• _GIVEN TEXT_
====================

Ever since I purchased a book titled The Rise of the West by William H. McNeill, I wondered about why the word Rise would be tied to a history of Western civilization. Finally, at page 263, I came upon some words that made it clear to me that the concept of human progress began with the sophist philosophers of Greece around 500 B.C. This is what McNeill wrote.

“The sophists undertook to teach the arts whereby an ambitious man, even of ignoble birth, might learn to influence the assembly and lead the people by virtue of a proper use of words. But, beyond that, the sophist claimed to have a method of verbal reasoning according to precise rules of argument, whereby a man might hope to unravel all the mysteries of the universe, given the necessary acuity and an appropriate store of information. To hear and understand the radical ramifications of the famous phase, ‘Man is the measure of all things,’ from the mouth of Protagoras (ca. 480–410 B.C.) himself; to discover the parochial limits of traditional Athenian concepts of the gods, the world, and men’s place in it; personally to grasp after new truths to replace the unexamined superstitions of the past: all this must have been in the highest degree exciting, and, at first, liberating.”

====================

• _ENTRIES SHOWN_
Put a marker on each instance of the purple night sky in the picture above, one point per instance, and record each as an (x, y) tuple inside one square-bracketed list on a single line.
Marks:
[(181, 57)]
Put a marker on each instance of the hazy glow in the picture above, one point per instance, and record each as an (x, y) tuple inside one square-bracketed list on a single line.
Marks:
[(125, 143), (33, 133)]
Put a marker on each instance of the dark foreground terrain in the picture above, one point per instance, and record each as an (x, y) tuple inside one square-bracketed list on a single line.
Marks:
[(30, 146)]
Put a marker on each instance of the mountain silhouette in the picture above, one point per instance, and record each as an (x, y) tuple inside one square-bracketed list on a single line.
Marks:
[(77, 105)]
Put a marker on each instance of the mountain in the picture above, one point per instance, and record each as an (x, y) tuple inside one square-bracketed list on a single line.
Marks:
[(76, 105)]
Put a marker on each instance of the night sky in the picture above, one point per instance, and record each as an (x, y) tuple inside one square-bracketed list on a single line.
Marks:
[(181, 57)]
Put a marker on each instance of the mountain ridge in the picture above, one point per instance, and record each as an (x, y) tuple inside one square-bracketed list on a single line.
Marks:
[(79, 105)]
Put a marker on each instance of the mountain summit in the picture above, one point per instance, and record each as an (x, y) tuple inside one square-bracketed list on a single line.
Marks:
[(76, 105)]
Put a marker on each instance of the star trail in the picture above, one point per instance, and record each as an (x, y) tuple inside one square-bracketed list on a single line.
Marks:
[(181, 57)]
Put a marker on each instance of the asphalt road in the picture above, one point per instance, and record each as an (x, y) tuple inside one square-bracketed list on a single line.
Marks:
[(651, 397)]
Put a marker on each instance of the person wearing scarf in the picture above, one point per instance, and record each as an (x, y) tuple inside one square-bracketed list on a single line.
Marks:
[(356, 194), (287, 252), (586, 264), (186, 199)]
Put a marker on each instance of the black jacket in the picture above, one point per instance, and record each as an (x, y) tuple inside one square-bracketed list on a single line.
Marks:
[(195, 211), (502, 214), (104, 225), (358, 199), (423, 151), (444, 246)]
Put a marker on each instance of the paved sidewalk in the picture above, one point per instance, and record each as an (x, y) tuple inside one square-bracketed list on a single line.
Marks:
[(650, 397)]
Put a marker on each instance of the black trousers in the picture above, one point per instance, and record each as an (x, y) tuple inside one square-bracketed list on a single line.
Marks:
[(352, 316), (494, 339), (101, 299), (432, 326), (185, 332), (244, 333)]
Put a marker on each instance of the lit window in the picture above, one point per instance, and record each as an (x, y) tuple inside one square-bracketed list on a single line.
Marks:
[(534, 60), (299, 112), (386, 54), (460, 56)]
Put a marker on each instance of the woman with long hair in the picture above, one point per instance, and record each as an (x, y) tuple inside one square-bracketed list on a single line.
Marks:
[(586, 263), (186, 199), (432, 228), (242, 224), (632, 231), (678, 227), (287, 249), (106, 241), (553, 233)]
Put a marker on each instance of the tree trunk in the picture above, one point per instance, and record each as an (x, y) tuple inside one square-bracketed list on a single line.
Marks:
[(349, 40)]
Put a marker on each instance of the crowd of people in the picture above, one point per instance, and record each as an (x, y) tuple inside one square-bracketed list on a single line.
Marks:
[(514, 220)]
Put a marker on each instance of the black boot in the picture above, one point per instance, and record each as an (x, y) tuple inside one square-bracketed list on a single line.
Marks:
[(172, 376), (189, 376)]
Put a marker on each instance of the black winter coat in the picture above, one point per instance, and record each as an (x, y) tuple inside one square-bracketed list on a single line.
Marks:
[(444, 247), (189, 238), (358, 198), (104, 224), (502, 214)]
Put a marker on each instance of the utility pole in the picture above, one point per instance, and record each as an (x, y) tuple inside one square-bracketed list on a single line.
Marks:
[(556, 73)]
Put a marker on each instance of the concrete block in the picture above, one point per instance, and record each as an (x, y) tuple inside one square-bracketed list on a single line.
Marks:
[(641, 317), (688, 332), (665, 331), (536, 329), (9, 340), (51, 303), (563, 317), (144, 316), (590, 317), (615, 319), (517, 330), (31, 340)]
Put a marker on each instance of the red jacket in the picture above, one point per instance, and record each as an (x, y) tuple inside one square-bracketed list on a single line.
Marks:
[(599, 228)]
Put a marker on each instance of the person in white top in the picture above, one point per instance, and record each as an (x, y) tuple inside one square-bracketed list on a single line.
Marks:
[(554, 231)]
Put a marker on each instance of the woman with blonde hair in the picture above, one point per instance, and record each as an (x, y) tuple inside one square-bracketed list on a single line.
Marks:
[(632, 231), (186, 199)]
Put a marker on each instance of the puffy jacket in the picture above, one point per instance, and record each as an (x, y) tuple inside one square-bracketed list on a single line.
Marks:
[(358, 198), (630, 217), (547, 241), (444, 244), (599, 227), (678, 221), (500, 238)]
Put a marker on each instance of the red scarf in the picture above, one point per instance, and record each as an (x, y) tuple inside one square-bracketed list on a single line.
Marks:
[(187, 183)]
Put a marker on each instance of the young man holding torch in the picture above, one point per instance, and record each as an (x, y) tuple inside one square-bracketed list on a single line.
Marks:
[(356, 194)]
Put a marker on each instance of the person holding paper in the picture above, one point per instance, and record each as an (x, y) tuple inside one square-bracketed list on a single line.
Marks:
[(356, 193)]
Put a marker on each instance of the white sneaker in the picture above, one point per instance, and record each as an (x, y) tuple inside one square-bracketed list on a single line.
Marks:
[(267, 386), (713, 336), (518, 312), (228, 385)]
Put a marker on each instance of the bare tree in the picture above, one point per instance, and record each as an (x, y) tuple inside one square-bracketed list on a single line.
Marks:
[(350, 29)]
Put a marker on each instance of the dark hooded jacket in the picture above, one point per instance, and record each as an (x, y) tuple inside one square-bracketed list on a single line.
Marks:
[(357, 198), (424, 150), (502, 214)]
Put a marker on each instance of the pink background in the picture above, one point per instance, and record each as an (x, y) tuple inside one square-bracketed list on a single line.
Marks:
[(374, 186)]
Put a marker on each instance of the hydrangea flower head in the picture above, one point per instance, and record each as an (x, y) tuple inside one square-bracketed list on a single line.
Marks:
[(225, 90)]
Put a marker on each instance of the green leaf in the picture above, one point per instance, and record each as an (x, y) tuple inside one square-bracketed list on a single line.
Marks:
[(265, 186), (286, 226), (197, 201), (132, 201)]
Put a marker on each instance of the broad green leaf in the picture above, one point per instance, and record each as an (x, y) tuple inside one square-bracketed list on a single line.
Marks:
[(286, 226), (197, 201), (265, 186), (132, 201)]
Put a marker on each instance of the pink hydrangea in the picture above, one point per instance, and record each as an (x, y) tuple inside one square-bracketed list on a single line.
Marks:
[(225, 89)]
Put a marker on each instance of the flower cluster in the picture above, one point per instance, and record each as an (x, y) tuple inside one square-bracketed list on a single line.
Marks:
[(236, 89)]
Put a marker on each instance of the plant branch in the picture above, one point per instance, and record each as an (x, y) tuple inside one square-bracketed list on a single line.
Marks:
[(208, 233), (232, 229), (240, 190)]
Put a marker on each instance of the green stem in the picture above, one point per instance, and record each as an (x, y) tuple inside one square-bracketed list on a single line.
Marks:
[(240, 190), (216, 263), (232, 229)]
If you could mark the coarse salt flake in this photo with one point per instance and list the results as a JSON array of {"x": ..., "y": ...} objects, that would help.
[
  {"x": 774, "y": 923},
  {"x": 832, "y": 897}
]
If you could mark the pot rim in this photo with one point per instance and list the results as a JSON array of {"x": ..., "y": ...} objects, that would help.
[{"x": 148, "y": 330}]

====================

• _TASK OBJECTIVE_
Continue the essay on The Rise of the West and the sophists' idea of human progress, starting right after the McNeill quotation that closes it.

• _TASK OUTPUT_
I cannot distinguish from the words McNeill wrote any difference in the thinking of the sophist philosophers and that of twenty-first century humanist philosophers. If this is true, then possibly the idea of progress in human understanding is simply an illusion. We have been told that rise is inevitable in human affairs. However, if there has been no identifiable progress in secular philosophy in the approximately 2,500 years separating the sophists from the humanists why should we think progress is a certainty.

I think progress has been confused with increasing complexity. McNeill meant by rise the ever increasing complexity of human culture. Western thinkers looked at the growth of complexity in most areas of human endeavor and tied it to the idea of inevitable human progress. It makes an optimistic and promising story and most of us have accepted it. However, it neglects to show there are two sides of history. Along with the betterment of the human condition due to improvements in the way people live there have been regressions in the way people think. I think we should not be blinded by the appearance of things but look deeper into the reality.